## Tasks to perform
a) Translate this sentence from the forum thread about the no-fishing signs at Mantua reservoir into Spanish: "I believe that is the only place where fishing is not allowed."
b) Continue the forum thread about the no-fishing signs at Mantua reservoir, picking up after its final line.

## Provided passage
# What the crap is up with this??



## outdoorser (Jan 14, 2013)

So I went to mantua today and caught 2 bass and a bluegill within 5 minutes. Then as I was moving to another spot on the east side, I saw multiple signs like this one, lining the entire east side. Anybody know when they turned the east side of mantua reservoir into a "No fishing Area?" And why?


----------



## Bears Butt (Sep 12, 2007)

Outdoorser,
The picture you posted is on the West side by the boat dock. I believe that is the only place where fishing is not allowed.


----------



## 30-06-hunter (Sep 22, 2013)

That picture is indeed on the western side of the lake by the highway, no idea why they have signs though.


----------



## Bears Butt (Sep 12, 2007)

I have asked a city council member to check into it and they said they would get back to me by tomorrow. I'll let you know what they say.


----------



## outdoorser (Jan 14, 2013)

Whoops my bad, I meant west.


----------



## Bears Butt (Sep 12, 2007)

Chances are it just means no fishing around the boat launch.


----------



## Greenhead_Slayer (Oct 16, 2007)

Bears Butt said:


> Chances are it just means no fishing around the boat launch.

## Extracted material

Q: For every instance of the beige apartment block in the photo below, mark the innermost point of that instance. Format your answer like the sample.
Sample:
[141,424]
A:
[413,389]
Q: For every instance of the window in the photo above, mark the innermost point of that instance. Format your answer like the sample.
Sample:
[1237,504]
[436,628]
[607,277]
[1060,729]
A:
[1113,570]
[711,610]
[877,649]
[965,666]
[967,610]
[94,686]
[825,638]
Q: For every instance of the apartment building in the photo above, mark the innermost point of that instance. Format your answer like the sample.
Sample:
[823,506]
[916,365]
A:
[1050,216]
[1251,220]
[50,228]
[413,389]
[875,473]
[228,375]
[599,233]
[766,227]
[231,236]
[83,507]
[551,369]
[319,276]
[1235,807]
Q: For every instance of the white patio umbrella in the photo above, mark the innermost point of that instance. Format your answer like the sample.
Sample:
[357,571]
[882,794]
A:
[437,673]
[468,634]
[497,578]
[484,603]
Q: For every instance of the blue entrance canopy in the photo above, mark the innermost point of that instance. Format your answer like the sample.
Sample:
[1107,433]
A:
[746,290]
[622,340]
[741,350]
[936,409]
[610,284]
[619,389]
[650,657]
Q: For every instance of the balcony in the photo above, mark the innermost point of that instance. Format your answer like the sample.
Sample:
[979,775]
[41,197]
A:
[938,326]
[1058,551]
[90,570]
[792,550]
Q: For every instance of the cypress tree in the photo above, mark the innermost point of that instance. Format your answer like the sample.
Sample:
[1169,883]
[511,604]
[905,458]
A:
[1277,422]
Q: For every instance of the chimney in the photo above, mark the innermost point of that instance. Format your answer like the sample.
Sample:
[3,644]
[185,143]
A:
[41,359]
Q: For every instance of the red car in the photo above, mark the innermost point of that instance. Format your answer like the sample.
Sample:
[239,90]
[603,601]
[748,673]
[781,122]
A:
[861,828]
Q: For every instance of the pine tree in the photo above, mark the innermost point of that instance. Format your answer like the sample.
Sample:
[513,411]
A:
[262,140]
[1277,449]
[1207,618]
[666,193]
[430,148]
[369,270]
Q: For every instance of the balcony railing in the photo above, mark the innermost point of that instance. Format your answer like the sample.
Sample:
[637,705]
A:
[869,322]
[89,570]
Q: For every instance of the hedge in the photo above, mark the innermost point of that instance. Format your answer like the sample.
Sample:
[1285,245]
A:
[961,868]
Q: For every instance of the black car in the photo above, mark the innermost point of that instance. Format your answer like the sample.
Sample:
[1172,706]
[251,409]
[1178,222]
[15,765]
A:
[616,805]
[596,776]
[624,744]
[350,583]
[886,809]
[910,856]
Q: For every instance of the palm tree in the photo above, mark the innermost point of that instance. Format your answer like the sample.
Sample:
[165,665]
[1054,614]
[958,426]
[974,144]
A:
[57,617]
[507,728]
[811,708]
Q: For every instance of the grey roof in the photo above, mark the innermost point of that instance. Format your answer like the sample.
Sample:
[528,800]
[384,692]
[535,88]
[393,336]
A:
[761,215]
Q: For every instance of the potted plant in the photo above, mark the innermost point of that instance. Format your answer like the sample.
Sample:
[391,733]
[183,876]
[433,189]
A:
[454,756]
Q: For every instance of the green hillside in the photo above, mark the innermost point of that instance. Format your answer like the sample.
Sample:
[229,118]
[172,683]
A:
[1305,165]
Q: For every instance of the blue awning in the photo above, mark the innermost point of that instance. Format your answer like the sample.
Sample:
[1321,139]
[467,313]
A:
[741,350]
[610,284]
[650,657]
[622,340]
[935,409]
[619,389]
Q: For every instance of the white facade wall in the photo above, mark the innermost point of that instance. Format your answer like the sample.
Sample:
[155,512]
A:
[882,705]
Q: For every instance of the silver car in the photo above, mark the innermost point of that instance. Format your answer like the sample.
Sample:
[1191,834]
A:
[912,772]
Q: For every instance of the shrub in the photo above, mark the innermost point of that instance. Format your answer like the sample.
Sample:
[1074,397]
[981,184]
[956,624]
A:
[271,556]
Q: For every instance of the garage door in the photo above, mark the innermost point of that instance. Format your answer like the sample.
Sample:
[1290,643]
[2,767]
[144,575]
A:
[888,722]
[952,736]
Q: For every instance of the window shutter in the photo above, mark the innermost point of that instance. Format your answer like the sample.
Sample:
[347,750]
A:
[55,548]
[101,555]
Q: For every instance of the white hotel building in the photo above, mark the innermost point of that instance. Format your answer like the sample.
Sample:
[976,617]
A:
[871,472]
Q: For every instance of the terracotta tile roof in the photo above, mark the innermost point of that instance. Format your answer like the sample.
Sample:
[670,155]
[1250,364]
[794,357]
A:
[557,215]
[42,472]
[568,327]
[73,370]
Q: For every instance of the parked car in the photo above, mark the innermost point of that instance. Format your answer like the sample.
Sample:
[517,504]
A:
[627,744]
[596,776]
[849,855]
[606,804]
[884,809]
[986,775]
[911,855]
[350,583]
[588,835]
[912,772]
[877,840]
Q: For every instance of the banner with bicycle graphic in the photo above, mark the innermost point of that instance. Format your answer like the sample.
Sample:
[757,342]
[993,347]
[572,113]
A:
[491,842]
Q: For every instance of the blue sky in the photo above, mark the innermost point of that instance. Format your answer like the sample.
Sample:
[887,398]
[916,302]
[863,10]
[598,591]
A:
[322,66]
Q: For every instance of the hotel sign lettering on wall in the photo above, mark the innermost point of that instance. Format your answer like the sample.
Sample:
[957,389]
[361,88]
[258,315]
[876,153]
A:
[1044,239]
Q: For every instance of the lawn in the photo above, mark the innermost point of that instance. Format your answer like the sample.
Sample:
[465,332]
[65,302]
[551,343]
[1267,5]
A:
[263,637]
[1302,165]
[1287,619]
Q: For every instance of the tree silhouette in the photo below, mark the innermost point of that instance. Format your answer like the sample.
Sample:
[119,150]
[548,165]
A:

## Task results
a) Creo que ese es el único lugar donde no se permite pescar.

b)
This is correct. Robocop was famous for giving out tickets if you fished within a certain amount of feet from the docks. I once launched from my float tube on the east side and a crazy windstorm blew in and blew me across the reservoir to the west side and I was fishing along my way of getting blown in and was met by him as I got out of my tube and got a ticket for fishing too close to the docks. I want to say it was something like 150 feet from the docks.


----------



## Mavis13 (Oct 29, 2007)

Robocop huh; we always called him Barney cuz he hides in the bushes.
He's sure given Mantua a bad name.
I don't know how he gets his shirt on with such a large cranium...


----------



## Greenhead_Slayer (Oct 16, 2007)

He is now retired


----------



## outdoorser (Jan 14, 2013)

Bears Butt said:


> Chances are it just means no fishing around the boat launch.


No no no. There has always been that sign right by the launch and dock saying"no fishing or swimming within x feet of" etc 
but these signs are new and they cover the entire west side.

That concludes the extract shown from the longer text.